======== Vorliegender Text
Von verschenkten Ziegelsteinen, bunten Friedhöfen und drehbaren Reisetrommeln

Eine Nachbetrachtung zur Jubiläumsausstellung in der Radebeuler Stadtgalerie

Beate Hofmann zur Vernissage mit Cello

Beate Hofmann zur Vernissage mit Cello

Unter dem Motto „Radebeuler Künstler – Heute“ feiert die Stadtgalerie bis zum 3. März ihren 30. Geburtstag mit einer recht ungewöhnlichen Überblicksschau, an der sich 64 Künstler beteiligt haben. Zur festlichen Eröffnung am 1. Februar wurde über das Kunstschaffen in der Lößnitzstadt, aber auch über Vergangenheit, Gegenwart und Zukunft der städtischen Galerie ausgiebig sinniert. So ging der Kulturamtsleiter Alexander Lange auf deren inner- und außerstädtische Bedeutung ein. Radebeuls Oberbürgermeister Bert Wendsche überreichte eine rote und eine weiße Rose als symbolische Liebeserklärung, die wohl nicht nur als eine nette Geste zu werten ist, denn Jubiläen wie 35 Jahre Grafikmarkt, 30 Jahre Stadtgalerie, 20 Jahre Städtische Kunstsammlung sprechen für sich. Schließlich dankte wiederum die Galerieleitung der Kommunalpolitik, für ihren verlässlichen Rückenhalt. Und auch den Künstlern wurde herzlich gedankt, denn ohne deren Werke ist selbst die schönste Galerie nur eine leere Hülle. Als Stachel im Fleisch all dieser wunderbaren Dankesworte erinnerte Thomas Gerlach, Hausdichter und preisgekrönter Meister der kunstvollen Rede, mit einem Ziegelstein an zwei weitere Ziegelsteine, welche bereits vor zehn und fünf Jahren vom Radebeuler Oberbürgermeister als Grundsteine für einen künftigen Galerieerweiterungsbau überreicht worden waren.
================
- **Arbeitsauftrag**: Schreibe den Bericht über die Jubiläumsausstellung der Radebeuler Stadtgalerie im Anschluss an seinen letzten Satz weiter. Die Zeilen werden hier nicht gebraucht.
======== Bereitgestellte Zeilen
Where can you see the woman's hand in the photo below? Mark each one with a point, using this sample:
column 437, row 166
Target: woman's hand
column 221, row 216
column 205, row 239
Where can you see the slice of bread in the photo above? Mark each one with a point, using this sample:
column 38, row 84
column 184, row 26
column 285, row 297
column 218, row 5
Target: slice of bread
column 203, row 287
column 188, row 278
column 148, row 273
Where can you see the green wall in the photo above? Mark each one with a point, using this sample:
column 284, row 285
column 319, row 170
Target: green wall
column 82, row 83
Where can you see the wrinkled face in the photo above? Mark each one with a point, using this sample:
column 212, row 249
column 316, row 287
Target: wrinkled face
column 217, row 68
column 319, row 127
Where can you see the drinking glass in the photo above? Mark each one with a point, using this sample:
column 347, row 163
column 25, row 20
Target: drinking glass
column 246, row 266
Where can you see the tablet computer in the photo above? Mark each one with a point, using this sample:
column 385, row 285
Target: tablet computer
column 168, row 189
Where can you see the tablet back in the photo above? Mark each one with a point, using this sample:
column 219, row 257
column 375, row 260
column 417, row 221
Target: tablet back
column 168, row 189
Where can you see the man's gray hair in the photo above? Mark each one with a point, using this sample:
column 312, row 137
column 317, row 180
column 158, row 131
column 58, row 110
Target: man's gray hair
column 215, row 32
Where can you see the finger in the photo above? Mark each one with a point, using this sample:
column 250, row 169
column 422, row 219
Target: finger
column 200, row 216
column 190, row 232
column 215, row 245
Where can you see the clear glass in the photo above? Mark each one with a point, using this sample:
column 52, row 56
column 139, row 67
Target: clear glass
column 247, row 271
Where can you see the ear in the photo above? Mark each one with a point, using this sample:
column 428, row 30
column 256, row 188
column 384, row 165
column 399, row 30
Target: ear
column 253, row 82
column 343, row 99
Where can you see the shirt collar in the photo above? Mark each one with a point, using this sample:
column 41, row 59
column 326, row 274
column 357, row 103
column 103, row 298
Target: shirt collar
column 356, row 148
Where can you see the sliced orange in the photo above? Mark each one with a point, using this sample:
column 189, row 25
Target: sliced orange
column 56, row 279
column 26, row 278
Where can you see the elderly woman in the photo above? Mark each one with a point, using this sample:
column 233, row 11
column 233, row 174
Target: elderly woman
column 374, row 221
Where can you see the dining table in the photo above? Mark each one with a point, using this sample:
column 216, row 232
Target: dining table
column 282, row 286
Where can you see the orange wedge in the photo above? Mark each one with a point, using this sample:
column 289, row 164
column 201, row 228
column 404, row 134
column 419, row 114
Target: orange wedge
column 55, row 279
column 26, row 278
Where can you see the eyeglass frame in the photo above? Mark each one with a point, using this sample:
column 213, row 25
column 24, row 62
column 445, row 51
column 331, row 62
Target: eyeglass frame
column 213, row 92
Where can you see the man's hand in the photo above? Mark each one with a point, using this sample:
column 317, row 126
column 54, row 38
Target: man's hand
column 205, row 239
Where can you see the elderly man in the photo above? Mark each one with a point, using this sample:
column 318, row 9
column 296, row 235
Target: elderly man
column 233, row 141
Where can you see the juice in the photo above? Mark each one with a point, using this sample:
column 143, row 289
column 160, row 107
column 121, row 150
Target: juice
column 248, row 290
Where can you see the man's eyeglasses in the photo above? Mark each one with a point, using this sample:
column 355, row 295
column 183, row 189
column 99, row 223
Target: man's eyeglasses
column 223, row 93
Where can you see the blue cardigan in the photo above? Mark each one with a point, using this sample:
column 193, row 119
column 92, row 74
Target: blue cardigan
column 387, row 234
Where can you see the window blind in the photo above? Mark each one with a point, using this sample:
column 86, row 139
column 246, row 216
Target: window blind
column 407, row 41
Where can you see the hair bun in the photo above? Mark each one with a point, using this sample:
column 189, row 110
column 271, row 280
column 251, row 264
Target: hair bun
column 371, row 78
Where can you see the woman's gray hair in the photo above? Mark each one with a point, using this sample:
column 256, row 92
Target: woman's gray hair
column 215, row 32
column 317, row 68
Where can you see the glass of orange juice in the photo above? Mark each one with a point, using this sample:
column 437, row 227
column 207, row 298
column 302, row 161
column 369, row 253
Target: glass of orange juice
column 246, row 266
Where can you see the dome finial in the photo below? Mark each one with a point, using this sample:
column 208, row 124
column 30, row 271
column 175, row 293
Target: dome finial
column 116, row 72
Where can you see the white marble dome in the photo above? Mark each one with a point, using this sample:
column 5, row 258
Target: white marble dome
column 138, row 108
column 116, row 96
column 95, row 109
================
- **Schriftliche Antwort**:
Thomas Gerlach zur Vernissage mit Ziegelstein

Thomas Gerlach zur Vernissage mit Ziegelstein

Das größte Kompliment an diesem besonderen Abend kam jedoch vom Hauptredner, dem Dresdner Kunstkritiker Heinz Weißflog, der die Feststellung traf „… sowohl im Handwerklichen, in der Themenwahl als auch in der Realisierung ist die Radebeuler Kunst auf der Höhe der Zeit, wenngleich oder gerade deshalb ein kritisches Moment zum Kunstbetrieb, dem Kunstmarkt und dem Mainstream sowie zu aktuellen Fragen immer mitschwingt und sich keine Beschaulichkeit und keine Selbstgefälligkeit eingestellt haben.“

Lieselotte Finke-Poser »Aus dem Pflegeheim – Frau Franz«, 2002, Aquarell

Lieselotte Finke-Poser »Aus dem Pflegeheim – Frau Franz«, 2002, Aquarell

Wie zum Beweis, erschien bereits in der ersten Ausstellungswoche Lieselotte Finke-Poser (87), die derzeit älteste Radebeuler Künstlerin in der Galerie. Interessiert und aufgeschlossen lies sie sich von Exponat zu Exponat durch alle Räume führen, stellte mancherlei Fragen und war hoch erfreut, dass sich die Radebeuler Künstlerschaft sichtlich verjüngt und vervielfacht hat. Zwischen ihr und der jüngsten Künstlerin Maria Wallrabe (28) beträgt der Altersunterschied nahezu sechs Jahrzehnte und ohne dieses Ausstellungsprojekt, hätten beide wohl kaum das aktuelle Schaffen der anderen auf so bewusste Weise wahrgenommen.

Landschaften, Stillleben, figürliche Darstellungen und Zwischenwelten prägen die handverlesene Jubiläumsschau. Die stilistische und inhaltliche Vielfalt ist erstaunlich groß und der Ausstellungszeitraum von vier Wochen erscheint zu kurz, um all die inneren und äußeren Zusammenhänge erfassen zu können. Da hilft auch Nora Herrmanns ironisch gemeinter „Audiokommentar“ nicht viel weiter, zumal die aus der Black Box dringenden Wortcollagen über das, was Kunst ist, in ihrer „intellektuellen Abgehobenheit“ sowieso kein Mensch versteht.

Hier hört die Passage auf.